[Task]:
Copy every one of the following rows verbatim.

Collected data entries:
========
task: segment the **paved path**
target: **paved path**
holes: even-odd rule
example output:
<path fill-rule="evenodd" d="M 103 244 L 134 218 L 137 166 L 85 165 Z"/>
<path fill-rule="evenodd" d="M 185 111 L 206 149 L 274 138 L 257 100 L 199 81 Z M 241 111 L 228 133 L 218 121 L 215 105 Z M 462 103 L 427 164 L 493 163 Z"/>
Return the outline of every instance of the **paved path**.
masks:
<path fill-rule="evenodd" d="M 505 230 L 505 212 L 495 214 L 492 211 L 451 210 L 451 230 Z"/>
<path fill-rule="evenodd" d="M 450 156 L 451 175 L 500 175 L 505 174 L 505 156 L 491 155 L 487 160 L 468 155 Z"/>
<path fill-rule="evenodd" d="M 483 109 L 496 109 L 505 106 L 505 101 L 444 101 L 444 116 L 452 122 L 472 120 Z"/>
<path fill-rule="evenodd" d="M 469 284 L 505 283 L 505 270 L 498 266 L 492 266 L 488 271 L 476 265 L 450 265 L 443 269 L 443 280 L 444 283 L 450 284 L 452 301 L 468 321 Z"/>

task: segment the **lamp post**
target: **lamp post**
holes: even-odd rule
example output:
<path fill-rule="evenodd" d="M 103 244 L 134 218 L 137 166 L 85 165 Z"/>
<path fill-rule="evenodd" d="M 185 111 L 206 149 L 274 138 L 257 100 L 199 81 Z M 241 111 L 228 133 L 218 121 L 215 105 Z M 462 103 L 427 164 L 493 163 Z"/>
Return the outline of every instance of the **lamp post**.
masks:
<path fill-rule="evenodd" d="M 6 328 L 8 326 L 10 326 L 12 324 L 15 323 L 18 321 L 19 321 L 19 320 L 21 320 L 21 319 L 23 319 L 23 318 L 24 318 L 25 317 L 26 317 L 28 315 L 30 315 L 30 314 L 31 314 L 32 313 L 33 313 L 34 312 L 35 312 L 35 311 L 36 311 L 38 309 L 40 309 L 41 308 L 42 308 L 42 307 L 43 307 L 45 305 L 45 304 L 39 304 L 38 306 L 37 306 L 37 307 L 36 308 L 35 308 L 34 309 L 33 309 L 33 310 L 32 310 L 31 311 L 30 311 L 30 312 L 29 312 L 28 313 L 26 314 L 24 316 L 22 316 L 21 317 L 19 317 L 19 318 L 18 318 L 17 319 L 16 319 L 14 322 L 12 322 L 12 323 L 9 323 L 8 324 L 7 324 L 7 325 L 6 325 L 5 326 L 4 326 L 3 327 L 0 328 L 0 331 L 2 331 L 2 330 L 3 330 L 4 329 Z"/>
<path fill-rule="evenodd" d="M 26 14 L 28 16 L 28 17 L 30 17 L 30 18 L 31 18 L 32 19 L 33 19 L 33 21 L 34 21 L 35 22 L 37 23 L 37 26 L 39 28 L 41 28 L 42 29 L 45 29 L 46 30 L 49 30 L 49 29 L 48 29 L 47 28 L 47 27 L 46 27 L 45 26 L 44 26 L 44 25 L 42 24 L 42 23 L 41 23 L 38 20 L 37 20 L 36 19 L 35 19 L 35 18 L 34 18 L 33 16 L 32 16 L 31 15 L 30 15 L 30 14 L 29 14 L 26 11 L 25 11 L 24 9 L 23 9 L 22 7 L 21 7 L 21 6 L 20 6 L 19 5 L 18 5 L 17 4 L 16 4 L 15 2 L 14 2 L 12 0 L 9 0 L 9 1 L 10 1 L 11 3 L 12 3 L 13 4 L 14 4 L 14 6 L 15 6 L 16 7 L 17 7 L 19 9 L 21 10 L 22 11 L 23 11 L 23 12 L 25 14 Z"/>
========
[The completed task]:
task: segment the **paved path**
target: **paved path**
holes: even-odd rule
example output:
<path fill-rule="evenodd" d="M 103 244 L 134 218 L 137 166 L 85 165 Z"/>
<path fill-rule="evenodd" d="M 185 111 L 206 149 L 274 138 L 257 100 L 199 81 Z M 241 111 L 228 133 L 218 121 L 215 105 Z M 462 103 L 427 164 L 493 163 Z"/>
Return the outline of every instance of the **paved path**.
masks:
<path fill-rule="evenodd" d="M 505 230 L 505 212 L 495 214 L 492 211 L 451 210 L 451 230 Z"/>
<path fill-rule="evenodd" d="M 450 156 L 451 175 L 500 175 L 505 174 L 505 156 L 491 155 L 487 160 L 468 155 Z"/>
<path fill-rule="evenodd" d="M 483 109 L 496 109 L 505 106 L 505 101 L 444 101 L 444 116 L 452 122 L 472 120 Z"/>
<path fill-rule="evenodd" d="M 469 284 L 505 283 L 505 270 L 498 266 L 492 266 L 488 271 L 476 265 L 450 265 L 443 269 L 443 280 L 444 283 L 450 284 L 452 301 L 468 321 Z"/>

task: segment the **lamp post**
target: **lamp post**
holes: even-odd rule
example output:
<path fill-rule="evenodd" d="M 103 244 L 134 218 L 137 166 L 85 165 Z"/>
<path fill-rule="evenodd" d="M 185 111 L 206 149 L 274 138 L 257 100 L 199 81 Z M 241 111 L 228 133 L 218 121 L 215 105 Z M 462 103 L 427 164 L 493 163 Z"/>
Return the outline of every instance of the **lamp post**.
masks:
<path fill-rule="evenodd" d="M 6 328 L 8 326 L 10 326 L 12 324 L 15 323 L 18 321 L 19 321 L 19 320 L 21 320 L 21 319 L 23 319 L 23 318 L 24 318 L 25 317 L 26 317 L 28 315 L 30 315 L 30 314 L 31 314 L 32 313 L 33 313 L 34 312 L 35 312 L 35 311 L 36 311 L 38 309 L 40 309 L 41 308 L 42 308 L 42 307 L 43 307 L 45 305 L 45 304 L 39 304 L 38 306 L 37 306 L 37 307 L 36 308 L 35 308 L 34 309 L 33 309 L 33 310 L 32 310 L 31 311 L 30 311 L 30 312 L 29 312 L 28 313 L 26 314 L 24 316 L 22 316 L 21 317 L 19 317 L 19 318 L 18 318 L 17 319 L 16 319 L 14 322 L 12 322 L 12 323 L 9 323 L 8 324 L 7 324 L 7 325 L 6 325 L 5 326 L 4 326 L 3 327 L 0 328 L 0 331 L 2 331 L 2 330 L 3 330 L 4 329 Z"/>
<path fill-rule="evenodd" d="M 26 14 L 28 16 L 28 17 L 30 17 L 30 18 L 31 18 L 32 19 L 33 19 L 33 21 L 34 21 L 35 22 L 37 23 L 37 26 L 39 28 L 41 28 L 42 29 L 45 29 L 46 30 L 49 30 L 49 29 L 48 29 L 47 28 L 47 27 L 46 27 L 45 26 L 44 26 L 44 25 L 42 24 L 42 23 L 41 23 L 38 20 L 37 20 L 36 19 L 35 19 L 35 18 L 34 18 L 33 16 L 32 16 L 31 15 L 30 15 L 30 14 L 29 14 L 26 11 L 25 11 L 24 9 L 23 9 L 22 7 L 21 7 L 21 6 L 20 6 L 19 5 L 18 5 L 17 4 L 16 4 L 15 2 L 14 2 L 12 0 L 9 0 L 9 1 L 10 1 L 11 3 L 12 3 L 13 4 L 14 4 L 14 6 L 15 6 L 16 7 L 17 7 L 19 9 L 21 10 L 22 11 L 23 11 L 23 12 L 25 14 Z"/>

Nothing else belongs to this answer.